Enunciado
Copia de nuevo el texto sobre el libro de Patrick Leigh Fermor, empezando por "Si algo tiene" y siguiendo hasta "interiores y terrenas.", y sustituye "luz" por "claridad".

Extracto de página
---+---

Por el Dr. José Ignacio Torres

Tengo en las manos el libro de Patrick Leigh Fermor que un día me regaló mi amigo Monchu y lo saboreo mientras olfateo el papel y toco sus páginas acariciándolas en un acto de doble agradecimiento, al autor y al amigo.

Lo saboreo, digo, porque los objetos que se escapan de lo virtual como las flores por su belleza y olor, el chocolate por su aroma y sabor, los besos de las personas amadas o los libros que nos enriquecen, ilustran y entretienen abriendo todas las puertas a la imaginación y al viaje constituyen lo que la vida tiene de verdadero.

Cuando emprendas tu viaje a Itaca
pide que el camino sea largo,
lleno de aventuras, lleno de experiencias.

Si algo tiene de interés este texto es sin duda su modo de contar el viaje de la vida que comienza a una edad adolescente con una larga travesía a pie. Un camino plagado de incertidumbres (como la propia vida), de penalidades (que nos llegan a todos) y sobre todo de luz. Una luz que proviene de cada una de las personas que conoce, que le ayudan, enamoran, amistan y enseñan.

Aunque el viaje es a veces oscuro, predomina la luminosidad que podemos soñar a través de la excelente descripción de los paisajes y en cada uno de los rostros adivinados de la gente sencilla del camino y de las casualidades. Esos momentos mágicos que aparecen a veces cuando menos lo esperamos.

A lo largo de nuestra vida, que es un regalo, que cada uno puede atribuir a la casualidad, el destino, los dioses o los hados, transitamos por diferentes rutas interiores y terrenas.

En esos trayectos, quizás marcados o quizás no, en los que cada uno de nosotros simulara ser el protagonista de su mejor novela o película van apareciendo actores principales y secundarios. Diversos ríos y mares, playas de desembarco, valles y montañas. Y rostros. Rostros que provocan miedo, ira, frustración, alegría, amor o conmoción.

---+---

Datos proporcionados
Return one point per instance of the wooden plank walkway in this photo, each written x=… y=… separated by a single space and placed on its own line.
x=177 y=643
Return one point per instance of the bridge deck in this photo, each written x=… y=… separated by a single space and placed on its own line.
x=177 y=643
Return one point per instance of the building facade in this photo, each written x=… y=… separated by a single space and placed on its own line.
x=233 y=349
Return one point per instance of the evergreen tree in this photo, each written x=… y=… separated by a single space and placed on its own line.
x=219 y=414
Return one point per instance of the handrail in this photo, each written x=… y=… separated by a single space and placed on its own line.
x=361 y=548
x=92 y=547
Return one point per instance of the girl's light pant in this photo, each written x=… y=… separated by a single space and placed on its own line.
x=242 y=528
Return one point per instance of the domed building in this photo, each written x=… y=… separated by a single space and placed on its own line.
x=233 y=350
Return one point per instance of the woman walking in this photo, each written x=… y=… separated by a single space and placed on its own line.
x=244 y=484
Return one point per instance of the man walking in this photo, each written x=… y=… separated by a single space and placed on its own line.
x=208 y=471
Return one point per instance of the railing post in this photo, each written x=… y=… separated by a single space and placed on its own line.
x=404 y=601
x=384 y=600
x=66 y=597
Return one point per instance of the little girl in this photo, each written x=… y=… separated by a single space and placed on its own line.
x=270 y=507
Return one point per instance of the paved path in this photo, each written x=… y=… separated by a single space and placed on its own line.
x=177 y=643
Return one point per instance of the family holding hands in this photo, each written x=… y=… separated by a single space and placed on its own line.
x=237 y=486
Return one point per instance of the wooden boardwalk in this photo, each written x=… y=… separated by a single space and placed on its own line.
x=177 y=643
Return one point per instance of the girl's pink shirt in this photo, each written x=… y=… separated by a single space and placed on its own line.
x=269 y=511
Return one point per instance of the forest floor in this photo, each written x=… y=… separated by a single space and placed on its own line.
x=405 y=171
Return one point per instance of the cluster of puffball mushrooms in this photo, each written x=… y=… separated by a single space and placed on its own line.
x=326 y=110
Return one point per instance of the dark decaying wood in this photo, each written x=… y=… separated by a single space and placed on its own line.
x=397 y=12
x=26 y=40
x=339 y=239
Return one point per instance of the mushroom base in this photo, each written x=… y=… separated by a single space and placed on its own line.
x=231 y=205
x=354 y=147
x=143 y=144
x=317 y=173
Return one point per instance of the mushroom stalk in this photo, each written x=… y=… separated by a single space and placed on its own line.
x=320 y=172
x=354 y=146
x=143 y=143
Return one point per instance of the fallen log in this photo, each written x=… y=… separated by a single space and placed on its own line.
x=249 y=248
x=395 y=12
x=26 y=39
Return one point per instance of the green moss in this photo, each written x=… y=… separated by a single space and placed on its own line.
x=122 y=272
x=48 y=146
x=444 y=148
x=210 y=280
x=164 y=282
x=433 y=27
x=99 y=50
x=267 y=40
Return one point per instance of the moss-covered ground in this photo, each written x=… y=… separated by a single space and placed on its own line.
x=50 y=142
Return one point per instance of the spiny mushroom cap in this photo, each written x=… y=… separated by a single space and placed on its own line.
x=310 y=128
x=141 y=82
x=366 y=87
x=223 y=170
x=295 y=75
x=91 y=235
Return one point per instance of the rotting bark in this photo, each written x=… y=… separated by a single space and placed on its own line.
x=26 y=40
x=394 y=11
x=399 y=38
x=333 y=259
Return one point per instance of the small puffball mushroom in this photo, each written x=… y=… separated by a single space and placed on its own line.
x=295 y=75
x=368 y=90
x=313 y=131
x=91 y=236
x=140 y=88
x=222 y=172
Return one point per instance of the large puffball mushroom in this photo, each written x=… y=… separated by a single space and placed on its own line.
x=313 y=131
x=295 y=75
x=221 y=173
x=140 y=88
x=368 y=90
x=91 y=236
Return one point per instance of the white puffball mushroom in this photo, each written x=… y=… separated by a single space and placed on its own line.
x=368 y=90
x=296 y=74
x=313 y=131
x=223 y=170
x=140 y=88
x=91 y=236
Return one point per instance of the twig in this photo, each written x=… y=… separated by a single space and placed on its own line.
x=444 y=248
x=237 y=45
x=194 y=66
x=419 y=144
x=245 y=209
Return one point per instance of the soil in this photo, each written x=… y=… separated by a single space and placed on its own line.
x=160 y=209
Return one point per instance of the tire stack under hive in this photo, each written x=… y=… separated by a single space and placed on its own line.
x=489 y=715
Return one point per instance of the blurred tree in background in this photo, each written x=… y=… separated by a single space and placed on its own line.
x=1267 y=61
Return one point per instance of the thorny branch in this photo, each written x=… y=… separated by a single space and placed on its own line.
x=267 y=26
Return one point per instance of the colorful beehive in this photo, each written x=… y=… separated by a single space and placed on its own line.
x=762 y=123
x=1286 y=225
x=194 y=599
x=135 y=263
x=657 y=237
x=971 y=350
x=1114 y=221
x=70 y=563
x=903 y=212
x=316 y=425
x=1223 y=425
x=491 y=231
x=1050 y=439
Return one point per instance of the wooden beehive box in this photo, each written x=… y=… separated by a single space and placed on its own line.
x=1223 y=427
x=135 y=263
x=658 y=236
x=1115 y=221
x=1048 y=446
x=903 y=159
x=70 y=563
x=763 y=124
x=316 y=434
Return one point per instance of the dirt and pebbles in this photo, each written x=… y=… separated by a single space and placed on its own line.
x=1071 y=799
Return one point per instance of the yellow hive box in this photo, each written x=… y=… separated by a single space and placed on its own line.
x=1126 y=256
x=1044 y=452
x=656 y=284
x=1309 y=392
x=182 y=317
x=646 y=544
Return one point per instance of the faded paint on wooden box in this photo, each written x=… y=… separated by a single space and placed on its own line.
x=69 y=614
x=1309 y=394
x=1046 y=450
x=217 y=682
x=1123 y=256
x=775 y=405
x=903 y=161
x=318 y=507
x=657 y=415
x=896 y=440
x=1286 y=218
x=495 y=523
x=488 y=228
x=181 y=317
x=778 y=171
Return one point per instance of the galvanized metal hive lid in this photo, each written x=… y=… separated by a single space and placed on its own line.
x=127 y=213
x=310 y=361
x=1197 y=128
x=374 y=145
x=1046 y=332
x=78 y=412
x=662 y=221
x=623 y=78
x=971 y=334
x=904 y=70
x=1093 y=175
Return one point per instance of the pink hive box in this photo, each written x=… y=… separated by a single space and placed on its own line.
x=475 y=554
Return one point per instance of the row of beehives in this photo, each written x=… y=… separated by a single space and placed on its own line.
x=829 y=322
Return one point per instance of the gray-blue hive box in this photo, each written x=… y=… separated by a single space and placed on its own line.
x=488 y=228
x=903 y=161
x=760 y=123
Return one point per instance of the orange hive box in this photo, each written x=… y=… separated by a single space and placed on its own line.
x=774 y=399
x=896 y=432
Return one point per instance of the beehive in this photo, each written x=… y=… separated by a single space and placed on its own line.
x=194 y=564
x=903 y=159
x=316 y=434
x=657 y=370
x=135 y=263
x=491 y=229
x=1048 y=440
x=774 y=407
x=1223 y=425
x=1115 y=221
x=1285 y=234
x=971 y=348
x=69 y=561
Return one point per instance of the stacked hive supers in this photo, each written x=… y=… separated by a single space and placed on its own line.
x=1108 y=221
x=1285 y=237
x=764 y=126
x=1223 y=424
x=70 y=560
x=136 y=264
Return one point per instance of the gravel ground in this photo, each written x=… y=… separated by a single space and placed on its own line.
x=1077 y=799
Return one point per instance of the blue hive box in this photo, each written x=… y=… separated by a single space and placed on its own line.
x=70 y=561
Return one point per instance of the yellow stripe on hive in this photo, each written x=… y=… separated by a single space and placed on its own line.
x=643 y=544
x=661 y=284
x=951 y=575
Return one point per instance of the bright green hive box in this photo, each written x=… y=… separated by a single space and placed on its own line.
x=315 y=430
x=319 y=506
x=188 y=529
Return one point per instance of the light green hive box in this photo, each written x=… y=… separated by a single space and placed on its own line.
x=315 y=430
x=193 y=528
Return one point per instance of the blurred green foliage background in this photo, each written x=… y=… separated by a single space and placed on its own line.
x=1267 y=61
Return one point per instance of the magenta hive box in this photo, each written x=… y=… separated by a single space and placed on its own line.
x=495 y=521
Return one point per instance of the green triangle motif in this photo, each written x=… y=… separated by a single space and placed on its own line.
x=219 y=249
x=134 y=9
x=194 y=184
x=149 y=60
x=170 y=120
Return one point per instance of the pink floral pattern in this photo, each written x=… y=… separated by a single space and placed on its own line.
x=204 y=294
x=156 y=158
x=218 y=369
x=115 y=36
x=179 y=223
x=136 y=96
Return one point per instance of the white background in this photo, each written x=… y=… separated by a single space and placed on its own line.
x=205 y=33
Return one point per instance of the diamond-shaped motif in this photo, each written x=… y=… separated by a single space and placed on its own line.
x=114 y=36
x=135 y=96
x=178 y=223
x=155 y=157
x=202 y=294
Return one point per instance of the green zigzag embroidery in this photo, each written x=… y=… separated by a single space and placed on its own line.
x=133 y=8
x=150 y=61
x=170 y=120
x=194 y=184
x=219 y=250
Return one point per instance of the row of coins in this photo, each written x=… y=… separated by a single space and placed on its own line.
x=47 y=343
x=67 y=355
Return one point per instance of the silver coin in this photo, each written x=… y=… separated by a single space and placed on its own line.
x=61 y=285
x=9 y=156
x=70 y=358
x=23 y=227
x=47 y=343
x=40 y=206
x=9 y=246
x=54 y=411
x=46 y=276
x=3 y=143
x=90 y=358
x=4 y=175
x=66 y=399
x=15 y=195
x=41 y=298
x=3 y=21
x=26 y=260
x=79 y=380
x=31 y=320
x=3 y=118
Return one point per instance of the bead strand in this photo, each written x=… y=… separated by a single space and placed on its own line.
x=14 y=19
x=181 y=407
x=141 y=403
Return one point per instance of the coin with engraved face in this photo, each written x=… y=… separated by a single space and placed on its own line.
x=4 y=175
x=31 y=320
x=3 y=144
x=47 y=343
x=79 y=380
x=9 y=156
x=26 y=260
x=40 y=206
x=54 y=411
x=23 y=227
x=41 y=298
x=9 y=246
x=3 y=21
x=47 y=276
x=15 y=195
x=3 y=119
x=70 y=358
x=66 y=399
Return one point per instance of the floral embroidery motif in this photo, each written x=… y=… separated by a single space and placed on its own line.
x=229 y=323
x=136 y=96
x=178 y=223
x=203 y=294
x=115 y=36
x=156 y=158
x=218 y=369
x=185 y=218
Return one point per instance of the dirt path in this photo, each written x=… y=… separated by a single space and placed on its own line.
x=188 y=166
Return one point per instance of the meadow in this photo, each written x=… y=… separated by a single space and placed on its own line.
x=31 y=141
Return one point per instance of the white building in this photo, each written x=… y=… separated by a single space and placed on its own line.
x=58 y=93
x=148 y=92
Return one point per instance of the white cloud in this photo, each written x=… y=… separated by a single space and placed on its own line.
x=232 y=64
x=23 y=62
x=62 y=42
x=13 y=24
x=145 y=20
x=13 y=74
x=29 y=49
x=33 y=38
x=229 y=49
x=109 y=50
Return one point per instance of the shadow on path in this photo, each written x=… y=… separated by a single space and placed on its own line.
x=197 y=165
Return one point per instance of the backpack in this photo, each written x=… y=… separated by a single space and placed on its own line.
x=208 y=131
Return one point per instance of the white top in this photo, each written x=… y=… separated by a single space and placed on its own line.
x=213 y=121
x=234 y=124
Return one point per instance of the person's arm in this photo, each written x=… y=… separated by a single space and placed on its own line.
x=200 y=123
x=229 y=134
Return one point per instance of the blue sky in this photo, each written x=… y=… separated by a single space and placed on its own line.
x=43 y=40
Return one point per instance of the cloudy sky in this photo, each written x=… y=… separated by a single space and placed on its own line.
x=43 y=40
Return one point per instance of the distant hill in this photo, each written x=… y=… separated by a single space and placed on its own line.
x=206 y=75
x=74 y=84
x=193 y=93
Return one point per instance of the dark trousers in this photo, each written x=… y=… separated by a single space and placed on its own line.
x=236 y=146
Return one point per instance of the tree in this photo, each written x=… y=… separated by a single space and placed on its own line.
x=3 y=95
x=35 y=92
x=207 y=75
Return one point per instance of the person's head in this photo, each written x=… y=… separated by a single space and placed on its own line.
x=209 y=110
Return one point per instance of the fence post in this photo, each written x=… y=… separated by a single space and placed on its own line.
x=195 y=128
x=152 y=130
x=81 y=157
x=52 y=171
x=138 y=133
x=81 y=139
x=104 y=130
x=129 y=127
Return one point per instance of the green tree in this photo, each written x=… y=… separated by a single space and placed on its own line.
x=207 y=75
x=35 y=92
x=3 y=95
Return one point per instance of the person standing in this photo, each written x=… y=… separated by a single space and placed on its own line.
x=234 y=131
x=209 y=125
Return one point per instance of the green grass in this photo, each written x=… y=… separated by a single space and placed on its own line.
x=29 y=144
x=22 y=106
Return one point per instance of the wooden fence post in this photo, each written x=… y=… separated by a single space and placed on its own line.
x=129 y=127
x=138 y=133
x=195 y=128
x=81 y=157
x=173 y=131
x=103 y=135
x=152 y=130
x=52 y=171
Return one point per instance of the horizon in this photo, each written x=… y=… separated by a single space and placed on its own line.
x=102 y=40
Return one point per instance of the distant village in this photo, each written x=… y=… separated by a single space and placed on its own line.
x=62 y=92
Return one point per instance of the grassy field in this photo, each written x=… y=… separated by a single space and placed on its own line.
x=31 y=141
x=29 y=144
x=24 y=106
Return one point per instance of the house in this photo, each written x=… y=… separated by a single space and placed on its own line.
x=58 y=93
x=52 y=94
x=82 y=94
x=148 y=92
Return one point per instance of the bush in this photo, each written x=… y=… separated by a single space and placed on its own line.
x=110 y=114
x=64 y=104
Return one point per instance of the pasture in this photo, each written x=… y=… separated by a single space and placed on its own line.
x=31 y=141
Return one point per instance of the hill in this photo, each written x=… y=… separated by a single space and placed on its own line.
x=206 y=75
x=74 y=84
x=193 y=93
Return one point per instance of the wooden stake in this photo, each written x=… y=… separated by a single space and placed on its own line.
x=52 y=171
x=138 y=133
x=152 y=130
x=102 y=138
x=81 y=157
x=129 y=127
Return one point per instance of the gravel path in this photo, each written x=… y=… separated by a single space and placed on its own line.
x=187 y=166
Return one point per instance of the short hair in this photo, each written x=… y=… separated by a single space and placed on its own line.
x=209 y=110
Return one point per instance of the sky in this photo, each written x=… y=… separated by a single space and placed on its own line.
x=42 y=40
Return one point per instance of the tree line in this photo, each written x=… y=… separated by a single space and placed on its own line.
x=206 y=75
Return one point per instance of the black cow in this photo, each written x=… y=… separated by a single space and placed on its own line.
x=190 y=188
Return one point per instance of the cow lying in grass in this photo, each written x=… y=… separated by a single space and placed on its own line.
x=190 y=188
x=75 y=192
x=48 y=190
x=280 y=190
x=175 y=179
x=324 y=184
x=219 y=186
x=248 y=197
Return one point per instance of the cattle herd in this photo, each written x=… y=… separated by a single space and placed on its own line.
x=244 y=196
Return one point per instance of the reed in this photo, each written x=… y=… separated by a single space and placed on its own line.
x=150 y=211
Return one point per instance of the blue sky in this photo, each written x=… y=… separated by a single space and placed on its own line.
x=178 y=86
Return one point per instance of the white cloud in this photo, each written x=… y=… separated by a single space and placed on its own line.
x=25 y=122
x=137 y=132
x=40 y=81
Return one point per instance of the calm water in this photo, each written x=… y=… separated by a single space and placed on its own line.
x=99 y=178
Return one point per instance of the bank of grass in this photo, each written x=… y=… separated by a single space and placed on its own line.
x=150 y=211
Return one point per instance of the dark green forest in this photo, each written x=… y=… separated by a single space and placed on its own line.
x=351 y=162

---+---

Respuesta
Si algo tiene de interés este texto es sin duda su modo de contar el viaje de la vida que comienza a una edad adolescente con una larga travesía a pie. Un camino plagado de incertidumbres (como la propia vida), de penalidades (que nos llegan a todos) y sobre todo de claridad. Una claridad que proviene de cada una de las personas que conoce, que le ayudan, enamoran, amistan y enseñan.

Aunque el viaje es a veces oscuro, predomina la luminosidad que podemos soñar a través de la excelente descripción de los paisajes y en cada uno de los rostros adivinados de la gente sencilla del camino y de las casualidades. Esos momentos mágicos que aparecen a veces cuando menos lo esperamos.

A lo largo de nuestra vida, que es un regalo, que cada uno puede atribuir a la casualidad, el destino, los dioses o los hados, transitamos por diferentes rutas interiores y terrenas.